Would you print every entry exactly as it appears?

[Referring expression data]

##############################

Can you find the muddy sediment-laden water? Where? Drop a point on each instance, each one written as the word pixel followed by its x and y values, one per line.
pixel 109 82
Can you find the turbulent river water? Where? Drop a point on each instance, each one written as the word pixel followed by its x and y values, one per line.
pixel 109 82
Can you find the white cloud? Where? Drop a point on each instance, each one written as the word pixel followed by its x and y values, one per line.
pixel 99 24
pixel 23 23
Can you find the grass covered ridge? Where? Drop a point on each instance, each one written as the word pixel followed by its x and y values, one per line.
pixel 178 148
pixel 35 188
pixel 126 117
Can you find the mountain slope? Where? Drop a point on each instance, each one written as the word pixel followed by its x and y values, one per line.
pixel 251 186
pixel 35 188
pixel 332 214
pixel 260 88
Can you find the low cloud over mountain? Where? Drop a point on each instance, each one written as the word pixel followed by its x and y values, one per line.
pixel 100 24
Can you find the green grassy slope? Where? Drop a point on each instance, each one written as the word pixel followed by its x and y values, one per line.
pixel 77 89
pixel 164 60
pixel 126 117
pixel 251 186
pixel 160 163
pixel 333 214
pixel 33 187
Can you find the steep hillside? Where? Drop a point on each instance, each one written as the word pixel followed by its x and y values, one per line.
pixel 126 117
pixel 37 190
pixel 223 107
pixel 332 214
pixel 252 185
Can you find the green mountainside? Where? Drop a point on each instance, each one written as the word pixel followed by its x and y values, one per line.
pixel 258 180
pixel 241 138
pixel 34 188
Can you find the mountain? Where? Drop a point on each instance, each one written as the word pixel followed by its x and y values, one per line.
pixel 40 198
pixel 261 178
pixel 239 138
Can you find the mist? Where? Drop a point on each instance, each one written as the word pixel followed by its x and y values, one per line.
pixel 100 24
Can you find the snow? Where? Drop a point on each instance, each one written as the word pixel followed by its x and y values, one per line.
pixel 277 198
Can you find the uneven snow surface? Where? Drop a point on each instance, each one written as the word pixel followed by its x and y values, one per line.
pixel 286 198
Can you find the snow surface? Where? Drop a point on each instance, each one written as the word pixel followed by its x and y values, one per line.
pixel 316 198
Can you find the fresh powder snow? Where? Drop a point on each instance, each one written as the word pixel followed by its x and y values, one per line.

##############################

Your solution =>
Can you find the muddy sediment-laden water? Where? Drop a point on each instance, each one written as the word pixel followed by its x and y values, one per line.
pixel 109 82
Can you find the turbulent river water? Where? Drop a point on each instance, each one written as the word pixel followed by its x and y values, one per line.
pixel 109 82
Can you find the white cloud? Where? Drop a point on each instance, each one written as the word pixel followed by its x and y values, one per line.
pixel 99 24
pixel 23 23
Can you find the grass covered ridge? Where? Drop a point on each instance, each one written as the word pixel followed by its x and y values, one per line.
pixel 178 148
pixel 35 188
pixel 126 117
Can you find the mountain slope? Where? Drop a point on each instance, each one written as the word pixel followed by its x and y values, one per line.
pixel 251 186
pixel 35 188
pixel 332 214
pixel 260 88
Can you find the low cloud over mountain? Where? Drop a point on each instance, each one written as the word pixel followed by its x and y values, one per line.
pixel 100 24
Can you find the green grassy slope? Where? Drop a point on each instance, each one written as the word pixel followed by its x and y values, one per line.
pixel 77 89
pixel 164 60
pixel 126 117
pixel 251 186
pixel 160 163
pixel 333 214
pixel 33 187
Can you find the steep hillside? Where? Drop a point on each instance, each one written as the word pixel followed by its x and y values, one per line.
pixel 126 117
pixel 37 190
pixel 223 107
pixel 332 214
pixel 252 185
Can you find the green mountainside? Where? Drop a point on each instance, each one written as the word pixel followed by its x and y values, one per line.
pixel 258 180
pixel 241 138
pixel 34 188
Can you find the mountain? Where? Drop a point on each instance, each one written as the word pixel followed by its x and y values, one per line.
pixel 40 198
pixel 261 178
pixel 239 138
Can you find the mist? Where? Drop a point on each instance, each one written as the word pixel followed by its x and y values, one per line.
pixel 100 24
Can you find the snow? Where? Drop a point on each instance, each one written as the word pixel followed by its x and y values, one per line.
pixel 277 198
Can you find the uneven snow surface? Where? Drop a point on each instance, each one written as the word pixel followed by its x and y values, one per line.
pixel 286 198
Can you find the snow surface? Where? Drop a point on each instance, each one written as the word pixel followed by its x and y values, one per line.
pixel 316 198
Can you find the fresh powder snow? Where? Drop a point on each instance, each one written as the word pixel followed by its x and y values, one per line.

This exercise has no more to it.